REQUEST ▸ Copy the listing below word for word, with every line and character kept the same.
Start of ENTRIES
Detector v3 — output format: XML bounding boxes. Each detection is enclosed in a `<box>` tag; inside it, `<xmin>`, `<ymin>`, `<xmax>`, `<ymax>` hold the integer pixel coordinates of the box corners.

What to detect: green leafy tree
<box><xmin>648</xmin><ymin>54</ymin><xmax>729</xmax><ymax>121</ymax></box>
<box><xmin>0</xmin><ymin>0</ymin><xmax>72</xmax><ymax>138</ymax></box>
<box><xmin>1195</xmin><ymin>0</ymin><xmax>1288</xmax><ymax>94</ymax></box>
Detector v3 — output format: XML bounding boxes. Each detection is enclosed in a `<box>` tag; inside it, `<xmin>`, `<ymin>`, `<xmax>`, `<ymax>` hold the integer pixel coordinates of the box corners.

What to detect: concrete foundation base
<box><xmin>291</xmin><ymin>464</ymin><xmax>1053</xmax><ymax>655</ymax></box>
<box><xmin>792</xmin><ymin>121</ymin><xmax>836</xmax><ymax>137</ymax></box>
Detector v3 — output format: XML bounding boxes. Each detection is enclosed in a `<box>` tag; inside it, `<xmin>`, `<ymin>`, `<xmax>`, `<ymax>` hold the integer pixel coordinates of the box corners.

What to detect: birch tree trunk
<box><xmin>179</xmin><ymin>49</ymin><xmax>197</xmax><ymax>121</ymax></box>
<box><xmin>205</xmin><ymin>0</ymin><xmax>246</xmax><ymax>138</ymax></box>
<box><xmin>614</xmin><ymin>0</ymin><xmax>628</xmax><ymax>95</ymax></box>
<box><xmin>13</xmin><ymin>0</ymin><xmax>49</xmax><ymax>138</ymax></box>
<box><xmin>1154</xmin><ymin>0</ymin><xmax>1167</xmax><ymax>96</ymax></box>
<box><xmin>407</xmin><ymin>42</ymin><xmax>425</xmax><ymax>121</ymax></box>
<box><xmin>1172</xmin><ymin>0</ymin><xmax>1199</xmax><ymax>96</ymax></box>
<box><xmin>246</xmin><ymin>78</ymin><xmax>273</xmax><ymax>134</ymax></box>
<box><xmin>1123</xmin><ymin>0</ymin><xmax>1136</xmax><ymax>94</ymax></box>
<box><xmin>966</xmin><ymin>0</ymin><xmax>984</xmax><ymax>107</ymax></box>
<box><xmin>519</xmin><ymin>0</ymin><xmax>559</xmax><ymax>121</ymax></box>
End of ENTRIES
ANSWER TO THIS EXERCISE ▸
Detector v3 — output format: XML bounding boxes. Each detection is enclosed in a `<box>` tag; inside it, `<xmin>`, `<ymin>`, `<xmax>`, `<ymax>` hold the integer pixel coordinates of the box corners.

What to detect: green leafy tree
<box><xmin>648</xmin><ymin>54</ymin><xmax>729</xmax><ymax>121</ymax></box>
<box><xmin>0</xmin><ymin>0</ymin><xmax>72</xmax><ymax>138</ymax></box>
<box><xmin>1195</xmin><ymin>0</ymin><xmax>1288</xmax><ymax>94</ymax></box>
Detector v3 — output format: XML bounding boxes. Each detection is enclosed in a `<box>` tag; inside it, `<xmin>`, `<ymin>`, `<xmax>`, `<ymax>` hold the integer pixel coordinates of the box corners.

What to detect: concrete foundation base
<box><xmin>291</xmin><ymin>464</ymin><xmax>1053</xmax><ymax>655</ymax></box>
<box><xmin>792</xmin><ymin>121</ymin><xmax>836</xmax><ymax>137</ymax></box>
Detector v3 — output format: XML bounding boxes. Each detection is enclosed in a `<box>` tag; inside it, `<xmin>`, `<ymin>`, `<xmax>`, `<ymax>` hold the integer pixel coordinates of the box corners.

What to detect: birch tree trunk
<box><xmin>179</xmin><ymin>49</ymin><xmax>197</xmax><ymax>121</ymax></box>
<box><xmin>205</xmin><ymin>0</ymin><xmax>246</xmax><ymax>138</ymax></box>
<box><xmin>614</xmin><ymin>0</ymin><xmax>628</xmax><ymax>95</ymax></box>
<box><xmin>13</xmin><ymin>0</ymin><xmax>49</xmax><ymax>138</ymax></box>
<box><xmin>1154</xmin><ymin>0</ymin><xmax>1167</xmax><ymax>96</ymax></box>
<box><xmin>407</xmin><ymin>42</ymin><xmax>425</xmax><ymax>121</ymax></box>
<box><xmin>1172</xmin><ymin>0</ymin><xmax>1199</xmax><ymax>96</ymax></box>
<box><xmin>246</xmin><ymin>78</ymin><xmax>273</xmax><ymax>134</ymax></box>
<box><xmin>1123</xmin><ymin>0</ymin><xmax>1136</xmax><ymax>94</ymax></box>
<box><xmin>966</xmin><ymin>0</ymin><xmax>984</xmax><ymax>107</ymax></box>
<box><xmin>519</xmin><ymin>0</ymin><xmax>559</xmax><ymax>121</ymax></box>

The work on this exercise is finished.